GOAL OF THE EXERCISE: Copy out all lines from the material that contain the string "below".

GIVEN DATA:
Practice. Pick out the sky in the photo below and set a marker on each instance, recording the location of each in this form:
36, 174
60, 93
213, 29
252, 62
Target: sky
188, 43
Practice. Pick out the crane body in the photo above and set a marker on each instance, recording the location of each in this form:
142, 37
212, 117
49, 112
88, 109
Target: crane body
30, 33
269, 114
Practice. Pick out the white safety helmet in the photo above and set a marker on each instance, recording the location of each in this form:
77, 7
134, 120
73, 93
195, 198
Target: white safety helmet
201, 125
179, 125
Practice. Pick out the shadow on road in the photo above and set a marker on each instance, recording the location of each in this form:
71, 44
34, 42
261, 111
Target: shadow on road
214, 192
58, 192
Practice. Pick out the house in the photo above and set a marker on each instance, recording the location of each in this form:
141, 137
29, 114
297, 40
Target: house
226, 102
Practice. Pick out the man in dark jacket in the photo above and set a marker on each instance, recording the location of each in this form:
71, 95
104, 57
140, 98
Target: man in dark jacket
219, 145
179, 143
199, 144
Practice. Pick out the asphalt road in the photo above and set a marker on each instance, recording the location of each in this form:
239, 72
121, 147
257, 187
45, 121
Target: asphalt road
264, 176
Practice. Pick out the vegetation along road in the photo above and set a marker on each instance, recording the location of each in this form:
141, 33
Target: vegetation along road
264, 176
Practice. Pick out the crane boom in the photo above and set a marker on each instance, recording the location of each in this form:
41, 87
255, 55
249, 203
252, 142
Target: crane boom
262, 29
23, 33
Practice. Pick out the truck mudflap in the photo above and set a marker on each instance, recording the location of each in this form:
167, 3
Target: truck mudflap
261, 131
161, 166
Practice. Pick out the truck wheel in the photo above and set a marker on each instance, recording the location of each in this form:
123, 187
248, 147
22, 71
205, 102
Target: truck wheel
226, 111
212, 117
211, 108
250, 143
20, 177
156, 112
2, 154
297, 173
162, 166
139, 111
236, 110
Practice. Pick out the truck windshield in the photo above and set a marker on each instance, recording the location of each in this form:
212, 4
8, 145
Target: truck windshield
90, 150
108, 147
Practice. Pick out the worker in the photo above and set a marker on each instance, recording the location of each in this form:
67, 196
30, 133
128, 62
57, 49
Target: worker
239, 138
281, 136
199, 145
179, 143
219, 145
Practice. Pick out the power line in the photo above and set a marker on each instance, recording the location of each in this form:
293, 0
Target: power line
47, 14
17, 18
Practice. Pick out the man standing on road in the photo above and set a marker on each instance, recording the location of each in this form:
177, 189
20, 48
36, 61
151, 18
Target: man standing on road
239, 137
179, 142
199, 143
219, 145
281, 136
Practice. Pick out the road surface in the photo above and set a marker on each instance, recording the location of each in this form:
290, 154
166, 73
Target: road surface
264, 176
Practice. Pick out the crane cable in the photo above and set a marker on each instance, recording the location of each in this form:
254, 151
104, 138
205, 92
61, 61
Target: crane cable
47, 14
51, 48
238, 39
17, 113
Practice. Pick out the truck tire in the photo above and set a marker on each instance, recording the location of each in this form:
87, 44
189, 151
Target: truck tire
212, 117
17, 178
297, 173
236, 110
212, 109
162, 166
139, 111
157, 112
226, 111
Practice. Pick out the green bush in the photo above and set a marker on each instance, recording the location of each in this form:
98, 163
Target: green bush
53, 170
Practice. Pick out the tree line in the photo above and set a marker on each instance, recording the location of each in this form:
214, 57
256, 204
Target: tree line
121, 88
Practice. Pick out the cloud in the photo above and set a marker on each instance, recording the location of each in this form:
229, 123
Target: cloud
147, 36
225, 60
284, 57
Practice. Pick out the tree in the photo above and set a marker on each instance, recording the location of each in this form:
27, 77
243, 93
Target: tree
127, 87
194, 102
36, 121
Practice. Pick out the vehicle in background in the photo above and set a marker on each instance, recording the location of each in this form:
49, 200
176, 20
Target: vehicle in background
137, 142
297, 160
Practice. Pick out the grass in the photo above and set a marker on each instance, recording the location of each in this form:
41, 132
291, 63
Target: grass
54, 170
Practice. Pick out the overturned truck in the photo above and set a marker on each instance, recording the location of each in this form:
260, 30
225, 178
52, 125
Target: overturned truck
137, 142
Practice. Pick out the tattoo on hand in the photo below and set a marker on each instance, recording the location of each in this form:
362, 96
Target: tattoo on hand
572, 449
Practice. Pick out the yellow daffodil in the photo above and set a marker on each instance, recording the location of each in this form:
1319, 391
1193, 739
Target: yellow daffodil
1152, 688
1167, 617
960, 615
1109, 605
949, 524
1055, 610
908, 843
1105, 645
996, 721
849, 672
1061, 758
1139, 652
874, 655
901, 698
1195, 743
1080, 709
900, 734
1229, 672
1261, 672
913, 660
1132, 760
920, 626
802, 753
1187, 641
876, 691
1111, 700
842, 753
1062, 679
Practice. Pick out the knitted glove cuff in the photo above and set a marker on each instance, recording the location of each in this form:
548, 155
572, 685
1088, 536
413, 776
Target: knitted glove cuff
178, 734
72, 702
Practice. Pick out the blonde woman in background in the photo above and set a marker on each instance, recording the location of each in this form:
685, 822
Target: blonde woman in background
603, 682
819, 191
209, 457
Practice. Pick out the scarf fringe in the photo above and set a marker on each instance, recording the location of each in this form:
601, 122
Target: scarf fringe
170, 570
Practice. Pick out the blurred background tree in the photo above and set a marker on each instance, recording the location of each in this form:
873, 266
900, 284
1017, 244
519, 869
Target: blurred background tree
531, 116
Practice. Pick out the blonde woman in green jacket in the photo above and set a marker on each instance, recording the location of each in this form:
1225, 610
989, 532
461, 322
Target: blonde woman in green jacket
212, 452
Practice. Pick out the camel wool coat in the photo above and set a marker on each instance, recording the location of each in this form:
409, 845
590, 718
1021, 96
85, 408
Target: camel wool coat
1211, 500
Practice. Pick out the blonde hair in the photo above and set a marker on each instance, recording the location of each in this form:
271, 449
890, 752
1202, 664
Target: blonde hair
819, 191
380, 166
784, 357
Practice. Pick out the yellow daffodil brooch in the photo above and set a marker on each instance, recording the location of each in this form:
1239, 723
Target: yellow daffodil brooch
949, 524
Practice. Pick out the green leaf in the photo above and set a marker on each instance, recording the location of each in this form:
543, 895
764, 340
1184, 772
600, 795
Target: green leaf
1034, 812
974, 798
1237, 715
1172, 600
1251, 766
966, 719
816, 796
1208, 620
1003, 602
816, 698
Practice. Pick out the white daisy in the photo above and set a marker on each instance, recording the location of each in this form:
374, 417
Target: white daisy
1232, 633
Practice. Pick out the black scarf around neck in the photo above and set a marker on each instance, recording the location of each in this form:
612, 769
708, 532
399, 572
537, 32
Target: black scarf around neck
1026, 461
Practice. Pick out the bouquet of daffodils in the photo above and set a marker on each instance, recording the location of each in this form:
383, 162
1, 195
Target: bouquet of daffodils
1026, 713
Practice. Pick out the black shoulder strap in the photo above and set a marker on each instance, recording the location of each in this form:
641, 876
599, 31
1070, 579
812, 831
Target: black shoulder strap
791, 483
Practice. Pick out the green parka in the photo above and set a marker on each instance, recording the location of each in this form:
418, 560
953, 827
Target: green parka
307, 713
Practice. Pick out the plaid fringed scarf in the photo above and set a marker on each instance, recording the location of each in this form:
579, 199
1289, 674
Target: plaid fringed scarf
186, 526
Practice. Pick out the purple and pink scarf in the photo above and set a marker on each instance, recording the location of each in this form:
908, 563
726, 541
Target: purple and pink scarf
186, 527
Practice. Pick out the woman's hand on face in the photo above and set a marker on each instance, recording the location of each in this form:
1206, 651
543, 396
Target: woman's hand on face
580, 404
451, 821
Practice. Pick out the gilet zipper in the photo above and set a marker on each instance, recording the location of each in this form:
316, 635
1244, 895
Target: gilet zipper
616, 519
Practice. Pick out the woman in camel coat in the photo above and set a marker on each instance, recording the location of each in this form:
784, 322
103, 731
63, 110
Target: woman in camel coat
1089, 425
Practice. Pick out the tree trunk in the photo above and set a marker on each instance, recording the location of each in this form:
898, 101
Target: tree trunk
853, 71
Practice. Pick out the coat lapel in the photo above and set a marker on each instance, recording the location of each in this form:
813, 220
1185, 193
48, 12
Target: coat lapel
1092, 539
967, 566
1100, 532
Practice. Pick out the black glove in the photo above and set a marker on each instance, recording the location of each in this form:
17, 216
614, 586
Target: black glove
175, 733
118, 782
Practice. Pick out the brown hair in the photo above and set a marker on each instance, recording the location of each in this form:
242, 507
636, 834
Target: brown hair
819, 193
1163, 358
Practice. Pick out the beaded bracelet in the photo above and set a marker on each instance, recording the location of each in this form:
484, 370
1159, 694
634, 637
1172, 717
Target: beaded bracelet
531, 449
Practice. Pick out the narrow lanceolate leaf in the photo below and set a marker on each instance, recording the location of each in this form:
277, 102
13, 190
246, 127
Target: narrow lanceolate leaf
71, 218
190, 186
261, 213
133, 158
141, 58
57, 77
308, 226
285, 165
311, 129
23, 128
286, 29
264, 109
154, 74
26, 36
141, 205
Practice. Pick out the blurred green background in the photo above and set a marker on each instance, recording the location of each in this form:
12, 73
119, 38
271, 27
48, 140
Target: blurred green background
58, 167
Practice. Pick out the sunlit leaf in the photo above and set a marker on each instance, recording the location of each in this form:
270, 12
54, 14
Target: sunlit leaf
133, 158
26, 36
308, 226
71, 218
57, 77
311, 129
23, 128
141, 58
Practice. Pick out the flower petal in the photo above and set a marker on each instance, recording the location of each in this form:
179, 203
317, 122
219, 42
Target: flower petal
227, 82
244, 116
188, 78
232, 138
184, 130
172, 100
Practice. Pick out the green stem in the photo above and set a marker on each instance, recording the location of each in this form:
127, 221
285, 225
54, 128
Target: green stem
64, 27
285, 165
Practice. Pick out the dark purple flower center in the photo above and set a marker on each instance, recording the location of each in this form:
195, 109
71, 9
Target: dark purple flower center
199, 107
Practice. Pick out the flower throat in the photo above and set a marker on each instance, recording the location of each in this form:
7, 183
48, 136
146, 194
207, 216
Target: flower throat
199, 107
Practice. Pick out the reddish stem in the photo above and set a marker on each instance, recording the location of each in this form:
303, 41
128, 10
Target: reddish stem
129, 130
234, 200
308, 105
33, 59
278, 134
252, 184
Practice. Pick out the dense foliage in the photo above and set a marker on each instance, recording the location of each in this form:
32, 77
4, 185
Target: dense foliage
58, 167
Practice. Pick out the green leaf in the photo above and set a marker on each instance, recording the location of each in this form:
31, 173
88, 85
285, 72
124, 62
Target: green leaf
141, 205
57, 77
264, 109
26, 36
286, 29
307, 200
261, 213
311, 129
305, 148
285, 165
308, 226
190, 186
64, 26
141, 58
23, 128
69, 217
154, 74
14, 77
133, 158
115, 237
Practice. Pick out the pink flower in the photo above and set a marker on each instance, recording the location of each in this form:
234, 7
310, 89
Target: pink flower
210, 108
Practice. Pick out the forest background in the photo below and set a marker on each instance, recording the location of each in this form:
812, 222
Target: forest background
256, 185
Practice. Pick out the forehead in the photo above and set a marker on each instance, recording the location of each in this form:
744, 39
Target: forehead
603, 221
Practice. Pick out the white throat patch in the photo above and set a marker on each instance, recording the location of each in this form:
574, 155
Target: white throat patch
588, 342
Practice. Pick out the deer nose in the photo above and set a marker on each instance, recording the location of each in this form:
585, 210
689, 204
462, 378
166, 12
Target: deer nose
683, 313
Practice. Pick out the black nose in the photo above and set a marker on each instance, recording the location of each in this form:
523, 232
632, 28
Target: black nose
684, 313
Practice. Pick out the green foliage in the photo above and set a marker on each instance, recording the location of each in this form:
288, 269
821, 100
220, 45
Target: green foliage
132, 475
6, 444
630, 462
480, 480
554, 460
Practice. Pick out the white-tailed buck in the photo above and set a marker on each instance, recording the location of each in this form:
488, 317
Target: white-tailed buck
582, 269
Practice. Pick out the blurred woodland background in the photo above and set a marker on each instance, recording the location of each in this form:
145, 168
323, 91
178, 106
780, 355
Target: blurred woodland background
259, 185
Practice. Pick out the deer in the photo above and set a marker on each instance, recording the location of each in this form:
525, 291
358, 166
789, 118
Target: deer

OUTPUT OF THE TASK:
Practice. Pick out the sky in the photo below and set a marker on each instance, recording the location of each in this form:
Practice. Pick out the tattoo on hand in the photo below and set a marker on each instance, recording the location of each in this form:
Practice. Pick out the narrow lanceolate leaf in the photo below and set a marker on each instance, recording the location of each in this form:
Practice. Pick out the forest background in the photo below and set a marker on each instance, recording the location of each in this form:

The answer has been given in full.